- DATASET ROWS
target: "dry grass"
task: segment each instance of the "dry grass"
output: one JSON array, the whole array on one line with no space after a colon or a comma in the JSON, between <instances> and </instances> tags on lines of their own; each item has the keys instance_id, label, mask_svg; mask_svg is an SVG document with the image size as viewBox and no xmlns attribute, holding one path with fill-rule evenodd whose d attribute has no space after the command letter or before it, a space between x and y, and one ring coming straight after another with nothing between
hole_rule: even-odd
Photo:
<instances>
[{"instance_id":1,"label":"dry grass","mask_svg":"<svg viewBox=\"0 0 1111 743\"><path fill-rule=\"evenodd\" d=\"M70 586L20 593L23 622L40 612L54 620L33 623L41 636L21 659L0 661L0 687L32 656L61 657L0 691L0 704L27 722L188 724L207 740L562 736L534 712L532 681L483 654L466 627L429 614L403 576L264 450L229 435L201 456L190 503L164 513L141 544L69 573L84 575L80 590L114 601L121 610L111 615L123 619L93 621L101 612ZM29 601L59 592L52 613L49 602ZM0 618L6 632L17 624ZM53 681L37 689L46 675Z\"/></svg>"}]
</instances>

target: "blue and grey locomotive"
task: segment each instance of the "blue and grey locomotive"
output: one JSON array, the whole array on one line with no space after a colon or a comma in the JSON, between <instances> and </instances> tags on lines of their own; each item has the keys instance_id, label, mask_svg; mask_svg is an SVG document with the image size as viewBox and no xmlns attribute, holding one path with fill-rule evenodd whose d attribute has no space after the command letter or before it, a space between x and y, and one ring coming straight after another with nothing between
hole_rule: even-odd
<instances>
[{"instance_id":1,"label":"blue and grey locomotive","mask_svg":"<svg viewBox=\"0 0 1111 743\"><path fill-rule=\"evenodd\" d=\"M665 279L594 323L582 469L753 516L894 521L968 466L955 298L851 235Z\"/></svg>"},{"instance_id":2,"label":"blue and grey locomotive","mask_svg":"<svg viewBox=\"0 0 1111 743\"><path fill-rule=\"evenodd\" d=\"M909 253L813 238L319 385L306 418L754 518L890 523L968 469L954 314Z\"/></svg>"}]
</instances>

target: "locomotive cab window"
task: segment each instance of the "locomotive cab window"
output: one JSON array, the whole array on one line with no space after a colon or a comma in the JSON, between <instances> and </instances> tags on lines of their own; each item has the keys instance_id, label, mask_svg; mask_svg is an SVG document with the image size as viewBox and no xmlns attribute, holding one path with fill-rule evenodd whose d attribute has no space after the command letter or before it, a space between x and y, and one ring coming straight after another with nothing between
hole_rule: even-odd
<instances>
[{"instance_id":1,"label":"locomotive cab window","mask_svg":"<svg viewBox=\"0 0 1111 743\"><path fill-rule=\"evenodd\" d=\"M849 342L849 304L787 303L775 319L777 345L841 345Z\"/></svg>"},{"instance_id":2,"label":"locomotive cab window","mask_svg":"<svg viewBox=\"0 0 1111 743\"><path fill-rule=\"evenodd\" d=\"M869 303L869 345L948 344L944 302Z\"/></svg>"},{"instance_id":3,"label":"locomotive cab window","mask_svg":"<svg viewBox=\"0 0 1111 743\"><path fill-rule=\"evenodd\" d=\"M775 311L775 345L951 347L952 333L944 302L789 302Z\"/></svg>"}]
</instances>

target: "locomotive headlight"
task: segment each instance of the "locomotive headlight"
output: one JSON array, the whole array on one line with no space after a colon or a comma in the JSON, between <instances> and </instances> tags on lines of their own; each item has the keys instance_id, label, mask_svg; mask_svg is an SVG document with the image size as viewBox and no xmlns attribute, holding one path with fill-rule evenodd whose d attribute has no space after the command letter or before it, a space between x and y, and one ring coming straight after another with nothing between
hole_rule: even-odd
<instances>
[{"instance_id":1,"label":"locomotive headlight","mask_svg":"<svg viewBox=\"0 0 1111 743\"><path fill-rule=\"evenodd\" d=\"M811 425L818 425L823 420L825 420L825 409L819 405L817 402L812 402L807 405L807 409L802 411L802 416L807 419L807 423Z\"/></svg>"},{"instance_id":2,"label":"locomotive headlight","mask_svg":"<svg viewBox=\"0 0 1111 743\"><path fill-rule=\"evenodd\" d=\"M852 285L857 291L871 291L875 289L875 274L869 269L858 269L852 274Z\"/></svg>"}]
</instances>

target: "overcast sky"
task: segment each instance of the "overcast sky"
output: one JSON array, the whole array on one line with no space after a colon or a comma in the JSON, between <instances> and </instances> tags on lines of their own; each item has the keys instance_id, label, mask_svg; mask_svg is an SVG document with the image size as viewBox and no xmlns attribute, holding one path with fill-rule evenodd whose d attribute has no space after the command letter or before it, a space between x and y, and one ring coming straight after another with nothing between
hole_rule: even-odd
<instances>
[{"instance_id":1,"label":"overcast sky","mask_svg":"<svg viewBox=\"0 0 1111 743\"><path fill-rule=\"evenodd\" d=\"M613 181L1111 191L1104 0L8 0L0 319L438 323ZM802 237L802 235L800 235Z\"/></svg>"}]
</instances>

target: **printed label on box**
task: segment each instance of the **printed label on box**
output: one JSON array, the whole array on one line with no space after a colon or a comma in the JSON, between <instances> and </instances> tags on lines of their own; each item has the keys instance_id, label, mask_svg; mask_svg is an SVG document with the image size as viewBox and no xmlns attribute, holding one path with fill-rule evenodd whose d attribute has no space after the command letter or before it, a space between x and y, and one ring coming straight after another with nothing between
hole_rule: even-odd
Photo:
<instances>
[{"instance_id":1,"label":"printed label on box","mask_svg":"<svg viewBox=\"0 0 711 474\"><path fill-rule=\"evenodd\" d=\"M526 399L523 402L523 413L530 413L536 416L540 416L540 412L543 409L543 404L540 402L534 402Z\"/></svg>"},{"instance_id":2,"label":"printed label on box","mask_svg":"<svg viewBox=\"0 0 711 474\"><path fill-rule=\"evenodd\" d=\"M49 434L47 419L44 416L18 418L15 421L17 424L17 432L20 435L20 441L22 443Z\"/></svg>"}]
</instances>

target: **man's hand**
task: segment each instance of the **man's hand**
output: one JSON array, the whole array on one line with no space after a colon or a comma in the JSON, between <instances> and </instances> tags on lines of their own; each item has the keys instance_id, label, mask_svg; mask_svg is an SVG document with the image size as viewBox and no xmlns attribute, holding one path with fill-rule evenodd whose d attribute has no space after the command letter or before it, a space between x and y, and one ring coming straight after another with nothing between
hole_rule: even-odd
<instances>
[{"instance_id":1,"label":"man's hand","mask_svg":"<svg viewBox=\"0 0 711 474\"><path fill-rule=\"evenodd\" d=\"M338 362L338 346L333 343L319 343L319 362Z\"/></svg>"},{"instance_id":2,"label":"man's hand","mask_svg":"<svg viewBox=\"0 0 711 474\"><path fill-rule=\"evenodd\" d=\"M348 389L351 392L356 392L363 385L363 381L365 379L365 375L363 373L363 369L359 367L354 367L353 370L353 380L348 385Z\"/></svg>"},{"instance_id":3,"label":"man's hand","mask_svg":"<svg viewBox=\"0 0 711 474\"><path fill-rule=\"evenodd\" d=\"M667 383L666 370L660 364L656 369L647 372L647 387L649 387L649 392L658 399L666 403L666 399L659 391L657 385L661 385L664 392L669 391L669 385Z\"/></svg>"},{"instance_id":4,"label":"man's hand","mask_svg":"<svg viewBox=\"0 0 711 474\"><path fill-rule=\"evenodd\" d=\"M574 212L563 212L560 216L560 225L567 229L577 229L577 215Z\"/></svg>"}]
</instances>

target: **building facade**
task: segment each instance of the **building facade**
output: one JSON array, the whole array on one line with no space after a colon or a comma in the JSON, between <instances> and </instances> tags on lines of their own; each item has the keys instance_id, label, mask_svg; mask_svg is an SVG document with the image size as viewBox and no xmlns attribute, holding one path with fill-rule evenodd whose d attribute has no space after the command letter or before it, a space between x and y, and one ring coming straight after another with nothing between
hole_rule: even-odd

- WHAT YOU ARE ASKED TO DO
Update the lines from the line with "target: **printed label on box**" up to and including the line with "task: segment each instance of the **printed", replacing "printed label" with "paper sticker" and leaving everything else unchanged, and give only those lines.

- COMPLETE RESPONSE
target: **paper sticker on box**
task: segment each instance of the **paper sticker on box**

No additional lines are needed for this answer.